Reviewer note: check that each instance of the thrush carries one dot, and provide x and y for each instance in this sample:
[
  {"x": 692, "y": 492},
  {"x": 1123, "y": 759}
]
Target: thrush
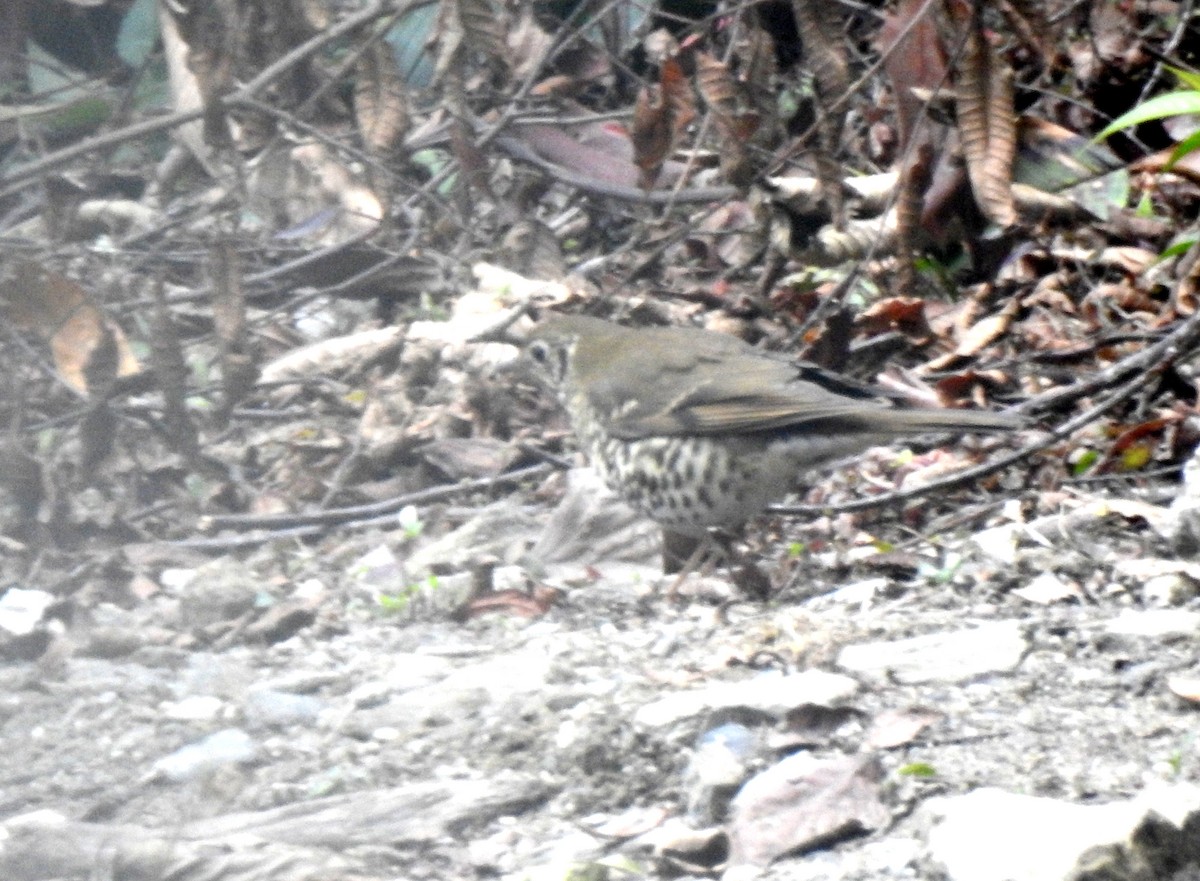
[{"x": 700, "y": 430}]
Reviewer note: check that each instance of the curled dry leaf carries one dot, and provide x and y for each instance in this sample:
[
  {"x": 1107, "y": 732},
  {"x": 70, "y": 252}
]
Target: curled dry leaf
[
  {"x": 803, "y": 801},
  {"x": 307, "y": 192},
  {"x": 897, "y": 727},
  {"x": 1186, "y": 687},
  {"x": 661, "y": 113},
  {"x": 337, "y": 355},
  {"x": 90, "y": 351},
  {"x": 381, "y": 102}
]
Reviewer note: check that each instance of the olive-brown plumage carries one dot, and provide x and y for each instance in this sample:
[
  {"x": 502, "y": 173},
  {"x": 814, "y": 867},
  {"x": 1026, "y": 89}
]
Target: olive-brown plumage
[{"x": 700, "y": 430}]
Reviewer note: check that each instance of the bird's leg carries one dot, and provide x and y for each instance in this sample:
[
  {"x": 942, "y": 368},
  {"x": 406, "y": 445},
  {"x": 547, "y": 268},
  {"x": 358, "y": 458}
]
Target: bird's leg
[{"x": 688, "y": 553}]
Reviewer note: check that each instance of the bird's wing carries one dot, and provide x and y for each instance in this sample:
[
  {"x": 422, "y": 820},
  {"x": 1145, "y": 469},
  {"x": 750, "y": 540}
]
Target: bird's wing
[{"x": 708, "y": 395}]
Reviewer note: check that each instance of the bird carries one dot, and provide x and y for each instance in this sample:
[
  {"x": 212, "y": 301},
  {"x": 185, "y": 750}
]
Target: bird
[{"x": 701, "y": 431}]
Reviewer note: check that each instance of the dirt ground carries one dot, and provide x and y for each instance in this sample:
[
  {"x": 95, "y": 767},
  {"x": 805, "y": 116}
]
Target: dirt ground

→ **TO DO**
Quote all of the records above word for word, leaving out the picture.

→ **TASK RESPONSE**
Reviewer note: check that each instance of the thrush carries one dot, and provide x and y for each instance in this sample:
[
  {"x": 692, "y": 492},
  {"x": 1123, "y": 759}
]
Target: thrush
[{"x": 700, "y": 430}]
Reviewer note: check that each instance of the curled dry leaf carries one dot, and provide x and y for each instance in this sample:
[
  {"x": 1107, "y": 732},
  {"x": 70, "y": 252}
]
Target: curled dry leaf
[
  {"x": 803, "y": 801},
  {"x": 307, "y": 192},
  {"x": 897, "y": 727},
  {"x": 1186, "y": 687},
  {"x": 661, "y": 113},
  {"x": 337, "y": 355},
  {"x": 90, "y": 351},
  {"x": 381, "y": 102}
]
Reviewer note: check that each instance of the olive-brown plumage carries one dot, and provide x and y for each instance in this sample:
[
  {"x": 502, "y": 173},
  {"x": 814, "y": 867},
  {"x": 1026, "y": 89}
]
Target: olive-brown plumage
[{"x": 700, "y": 430}]
Reviewer note: check that each instance of the bird's leg carries one dot, and provide x and y for each instance in this sample:
[
  {"x": 942, "y": 368},
  {"x": 406, "y": 445},
  {"x": 547, "y": 268},
  {"x": 358, "y": 458}
]
Target: bird's leg
[{"x": 688, "y": 553}]
Reviewer note: check that each instance of the bird's wing carries one dot, and provide x and y for each instance in this sample:
[
  {"x": 422, "y": 820},
  {"x": 1145, "y": 469},
  {"x": 750, "y": 540}
]
Target: bird's wing
[{"x": 708, "y": 395}]
Reviewer note: check that each instance of the bird carries one dot, and provide x and y for each instance in this sample:
[
  {"x": 212, "y": 301},
  {"x": 185, "y": 750}
]
Target: bird
[{"x": 701, "y": 431}]
Reviewer note: check that each instance of the dirt ground carries one dot, and provide x and y for each instance in this sample:
[
  {"x": 95, "y": 767},
  {"x": 805, "y": 116}
]
Target: dirt ground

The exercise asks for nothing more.